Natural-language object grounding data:

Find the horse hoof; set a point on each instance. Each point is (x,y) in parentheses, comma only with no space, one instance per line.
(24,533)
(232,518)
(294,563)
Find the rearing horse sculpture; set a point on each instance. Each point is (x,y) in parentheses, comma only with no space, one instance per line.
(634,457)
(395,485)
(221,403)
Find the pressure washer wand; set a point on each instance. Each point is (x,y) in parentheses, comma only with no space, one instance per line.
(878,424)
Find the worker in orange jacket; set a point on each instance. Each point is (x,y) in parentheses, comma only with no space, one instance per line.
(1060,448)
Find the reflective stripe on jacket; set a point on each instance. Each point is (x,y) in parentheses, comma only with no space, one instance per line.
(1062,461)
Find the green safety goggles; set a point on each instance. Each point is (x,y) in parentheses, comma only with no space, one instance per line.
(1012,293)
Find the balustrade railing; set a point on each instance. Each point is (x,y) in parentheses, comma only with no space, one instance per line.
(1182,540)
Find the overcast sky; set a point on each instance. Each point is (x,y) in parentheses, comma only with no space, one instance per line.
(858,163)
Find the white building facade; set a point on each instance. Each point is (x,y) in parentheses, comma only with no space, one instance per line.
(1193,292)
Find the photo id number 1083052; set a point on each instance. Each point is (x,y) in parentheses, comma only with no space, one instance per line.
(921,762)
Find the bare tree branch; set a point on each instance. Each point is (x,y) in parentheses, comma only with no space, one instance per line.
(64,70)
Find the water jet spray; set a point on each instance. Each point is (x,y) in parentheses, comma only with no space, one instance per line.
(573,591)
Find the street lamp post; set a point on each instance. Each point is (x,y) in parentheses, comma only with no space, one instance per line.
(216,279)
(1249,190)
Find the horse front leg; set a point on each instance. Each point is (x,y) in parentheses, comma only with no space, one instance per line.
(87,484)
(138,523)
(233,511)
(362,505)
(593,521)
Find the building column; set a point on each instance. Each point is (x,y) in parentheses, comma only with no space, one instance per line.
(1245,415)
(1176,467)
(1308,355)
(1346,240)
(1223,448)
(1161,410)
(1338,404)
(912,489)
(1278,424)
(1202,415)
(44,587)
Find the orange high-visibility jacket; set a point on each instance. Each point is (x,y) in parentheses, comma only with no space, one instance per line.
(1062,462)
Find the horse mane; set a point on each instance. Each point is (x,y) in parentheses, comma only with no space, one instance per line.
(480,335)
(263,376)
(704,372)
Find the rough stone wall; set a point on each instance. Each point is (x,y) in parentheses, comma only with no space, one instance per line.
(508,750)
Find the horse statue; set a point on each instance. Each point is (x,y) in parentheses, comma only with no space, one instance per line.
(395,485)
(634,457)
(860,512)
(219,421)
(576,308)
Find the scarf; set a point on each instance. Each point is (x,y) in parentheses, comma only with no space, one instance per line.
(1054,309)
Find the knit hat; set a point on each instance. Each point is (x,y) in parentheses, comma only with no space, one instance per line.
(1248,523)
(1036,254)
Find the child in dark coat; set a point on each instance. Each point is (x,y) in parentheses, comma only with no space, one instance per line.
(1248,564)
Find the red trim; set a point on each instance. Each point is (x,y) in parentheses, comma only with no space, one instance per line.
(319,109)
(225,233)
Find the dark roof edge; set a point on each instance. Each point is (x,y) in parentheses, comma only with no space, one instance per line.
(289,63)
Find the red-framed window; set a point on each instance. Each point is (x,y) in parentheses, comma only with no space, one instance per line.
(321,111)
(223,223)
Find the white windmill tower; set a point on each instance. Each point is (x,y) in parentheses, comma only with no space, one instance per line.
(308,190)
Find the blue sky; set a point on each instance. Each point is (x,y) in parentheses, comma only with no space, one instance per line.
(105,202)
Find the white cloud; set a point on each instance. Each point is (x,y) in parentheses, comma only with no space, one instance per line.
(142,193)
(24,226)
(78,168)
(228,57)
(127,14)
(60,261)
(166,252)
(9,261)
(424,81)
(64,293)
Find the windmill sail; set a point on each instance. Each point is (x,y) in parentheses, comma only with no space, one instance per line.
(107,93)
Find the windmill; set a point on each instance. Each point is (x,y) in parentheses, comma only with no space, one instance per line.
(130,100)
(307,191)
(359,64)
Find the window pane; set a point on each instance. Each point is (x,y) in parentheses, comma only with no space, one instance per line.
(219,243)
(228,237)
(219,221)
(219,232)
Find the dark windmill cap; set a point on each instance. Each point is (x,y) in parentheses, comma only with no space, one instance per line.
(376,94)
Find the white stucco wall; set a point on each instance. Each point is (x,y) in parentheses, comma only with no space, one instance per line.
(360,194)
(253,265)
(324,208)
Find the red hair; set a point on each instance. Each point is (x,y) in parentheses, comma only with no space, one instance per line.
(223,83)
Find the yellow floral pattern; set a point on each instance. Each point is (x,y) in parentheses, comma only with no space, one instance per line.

### WHAT THE TASK ASKS
Reproduce the entries exactly as they appear.

### YOUR SOLUTION
Find the horse hoof; set a point on each instance. Each point is (x,y) in parentheses, comma only with no space, one instance per line.
(24,533)
(232,518)
(294,563)
Find the rearing horse sculpture; set a point on each instance. Each point is (x,y) in parentheses, comma only with no space, one instance per line.
(634,457)
(395,485)
(221,403)
Find the pressure washer wand; set a point on each instance. Each point is (x,y) in parentheses, comma only with no space, one instance per line.
(878,424)
Find the worker in orange jacket; set a point on each instance. Each point is (x,y) in parentheses, comma only with no space, one instance per line.
(1060,448)
Find the reflective stripe on jacket; set a point on each instance. Each point is (x,y) in parentheses, comma only with no space, one instance per line.
(1062,461)
Find the green safety goggles; set a point on each instance. Each point is (x,y) in parentheses, comma only with no space, one instance per line.
(1012,293)
Find the balustrade railing; set a point on each instance. Each point is (x,y) in parentheses, comma only with no space, one instance per line.
(1182,540)
Find the overcast sky; set a point on each instance. Each point is (x,y) in parentheses, comma only with no space, one instance per line.
(858,163)
Find the white building facade; set a point on each instance. Each point is (x,y) in parentheses, comma only with no space, one instance per line.
(1193,292)
Find the photo id number 1083052; set a point on each instance. Each point is (x,y) in parentheses, comma only with no space, one instance per line.
(921,762)
Find the bare tree branch; set a point on each instance. Each point is (x,y) in parentheses, comma only with no space, one instance per line.
(64,70)
Find the water jet spray; set a point on each instance. Each point is (x,y) in parentheses, comma only with no space, one instance per line.
(573,591)
Find the street lamp post; set a point on each instance. Each point is (x,y) in parentheses, comma only with no space, one instance per line.
(216,279)
(1249,190)
Find the horse front leg; set a point on each instance. Each point is (x,y) in parentheses, comma only with no space, one instance per line.
(87,484)
(138,523)
(233,511)
(362,505)
(593,521)
Find the building column; set a point on each instance. Each point is (x,y) in parentheses, comma only with no space, one instance per line.
(1245,415)
(1176,467)
(1308,355)
(1346,240)
(1223,448)
(1161,410)
(1338,404)
(912,489)
(1278,424)
(1202,415)
(44,587)
Find the orange high-visibility jacket; set a point on each instance. Each point is (x,y) in parentheses, comma only with no space, one instance per line.
(1062,462)
Find the horse mane; set a point on each instance. Each point is (x,y) in parentheses, comma only with no space, one instance per line.
(480,335)
(263,376)
(704,372)
Find the rough stone wall; set a point on each instance. Each point is (x,y) in parentheses, comma only with no space, one instance per line.
(508,750)
Find the horse statue; set a point on each instance. Each point is (x,y) in parentheses, comma only with no space, one instance per line.
(395,485)
(634,457)
(860,512)
(219,421)
(576,308)
Find the scarf; set a point on each instance. Each point is (x,y) in parentheses, comma only with no space, one instance per line.
(1054,309)
Find the knit hat; set a point on each instance. Each point is (x,y) in parentheses, comma only with no space, one instance per line.
(1248,523)
(1036,254)
Find the child in dark coat; set a point on each instance. Each point is (x,y) in parentheses, comma only with no space, one instance per line.
(1248,564)
Find the red trim; set a point on each instance. Each point is (x,y) in parentheses, comma only with no space, one instance per line.
(319,109)
(225,233)
Find the dark roof edge; set a point on each instance. Each point is (x,y) in parentheses, comma only with no space, one instance per line.
(289,63)
Find the red-framed window; set a point on each instance. Each point is (x,y) in parentheses, comma only with no space, one instance per line.
(321,111)
(223,223)
Find the white windmill tower; set a point on each instance. Each point is (x,y) in parentheses, comma only with no space, one instance per line.
(308,190)
Find the blue sky; set a point on each instance. Each point is (x,y) in parentheses, comma only with no space, one instance per line.
(105,202)
Find the white cloud; set a point on each instance. Each point is (x,y) in parentheses, comma only with no space, one instance per line.
(142,193)
(24,226)
(78,168)
(228,57)
(127,14)
(60,261)
(166,252)
(9,261)
(424,81)
(64,293)
Find the windmill sail; set a point on each instance. Each point is (x,y) in parentheses, comma only with no space, one instance per line.
(107,93)
Find the windmill; set a point on each instance. Each point is (x,y) in parentheses, comma only with no space, one instance per line.
(130,100)
(307,191)
(359,64)
Find the window pane; set a point on each instance. Each point is (x,y) in parentheses, comma only with no space, one instance per line.
(219,243)
(228,237)
(219,221)
(219,232)
Find the dark windmill cap; set a point on each instance. Each point is (x,y) in parentheses, comma only with no space, one instance per line.
(376,94)
Find the white stucco wall; set a point on each instance. Each point is (x,y) in parentheses, comma only with no space, one instance per line.
(360,194)
(253,265)
(324,208)
Find the red hair; set a point on each instance. Each point is (x,y) in parentheses, comma only with no space, one instance per line.
(223,83)
Find the yellow floral pattern; set a point on each instance. Each point is (x,y) in parentheses, comma only with no space, one instance per line.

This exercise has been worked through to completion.